_Kutipan Teks_
Misteri lainnya bahwa di atas pegunungan tersebut juga ada sebuah sumur yang dikelilingi bebatuan. Lokasi sumur itu sendiri terbilang ramai mendapatkan kunjungan. Setiap pengunjung malah dicatat identitasnya oleh seorang warga yang bertindak sebagai kuncen.
“Jadi sebenarnya lokasi ini sangat layak dikembangkan sebagai objek wisata andalan Kabupaten Bogor, terutama menyongsong Visit Bogor 2011 yang baru saja dicanangkan oleh Bupati Bogor Rachmat Yasin,” papar Bakri Hasan.
Saat ini, kawasan yang merupakan milik Departemen Kehutanan itu masih dikuasai oleh Perhutani. Pengelolaannya pun terbilang sangat sederhana. “Kita sudah melakukan lobi-lobi ke pihak terkait agar bisa dikelola secara maksimal. Mudah-mudahan dalam waktu yang tidak terlalu lama lagi bisa terwujud,” imbuh Bakri. O

Curug Jodoh, Airnya Diyakini Bakal Mendatangkan Jodoh



“View lokasi wisata ini tidak kalah dengan objek-objek wisata air dan alam lainnya”
 
Wisata air dan alam memang menjadi salah satu andalan Kabupaten Bogor.  Di bagian Timur sendiri, objek-objek wisata ini terdapat di beberapa tempat. Itu antara lain karena wilayah itu sendiri terdapat hamparan pegunungan, tempat sumber mata air. Meski relatif banyak, objek wisata tersebut memiliki keunikan masing-masing. Tidak mengherankan jika pada hari-hari libur, hampir semuanya ramai pengunjung.
Curug Jodoh yang berlokasi di Desa Tanjungrasa, Tanjungsari misalnya, memiliki keunikan yang tidak ada di objek-objek wisata air dan alam lainnya di wilayah Kabupaten Bogor. Betapa tidak, air curug selama ini diyakini akan mendatangkan jodoh bagi mereka yang memandikannya.
“Biasanya kalau ada yang mandi di curug tersebut, tidak berapa lama kemudian akan mendapatkan jodoh,” kata Pandi, salah seorang warga setempat.
Keyakinan yang sudah meluas dari mulut ke mulut tersebut, menjadikan objek wisata ini ramai dikunjungi, terutama pada hari-hari libur. Umumnya, pengunjung lokasi wisata ini adalah para muda-mudi. Mereka biasanya datang secara rombongan.

_Isi Dataset_
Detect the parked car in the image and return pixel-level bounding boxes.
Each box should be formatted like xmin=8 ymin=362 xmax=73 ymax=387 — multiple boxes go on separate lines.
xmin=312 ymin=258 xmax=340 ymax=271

_Tugas yang Dikerjakan_
1) Menurut kutipan teks tentang wisata di Kabupaten Bogor, di desa mana Curug Jodoh berada?
2) Teruskan kutipan teks tentang wisata di Kabupaten Bogor mulai setelah kalimat terakhirnya.

_Hasil Berurutan_
1) Curug Jodoh berada di Desa Tanjungrasa, Tanjungsari.

2)
Terlepas dari percaya atau tidak dengan keampuhan air curug tersebut, menurut warga tadi, tidak sedikit dari pengunjung, yang terekam dari bincang-bincang antarsesama pengunjung, yang benar-benar menemukan jodohnya setelah memandikan air Curug Jodoh.
“Curug Jodoh merupakan salah satu asset yang memiliki potensi untuk dikembangkan,” kata Kepala Desa Tanjungrasa Kusnadi.
Di luar adanya keyakinan sementara orang terhadap manfaat air curug, Curug Jodoh memang termasuk salah satu objek wisata yang menjanjikan. View lokasi wisata ini tidak kalah dengan objek-objek wisata air dan alam lainnya. Sepanjang perjalanan menuju lokasi wisata, yakni sekitar 3km dari Jalan Raya Cileungsi-Tanjungsari, para pengunjung sudah disuguhkan oleh nuansa pedesaan dan alam yang cukup indah.
Memasuki kawasan curug, para pengunjung diyakini mendapatkan kesegaran baru. Selain pemandangan di sekelilingnya, air curug yang cukup dingin dipastikan akan memberikan kesegaran baru bagi setiap pengunjung yang menyempatkan diri untuk mandi. “Sangat cocok sebagai tempat wisata bersama keluarga,” jelas Kusnadi.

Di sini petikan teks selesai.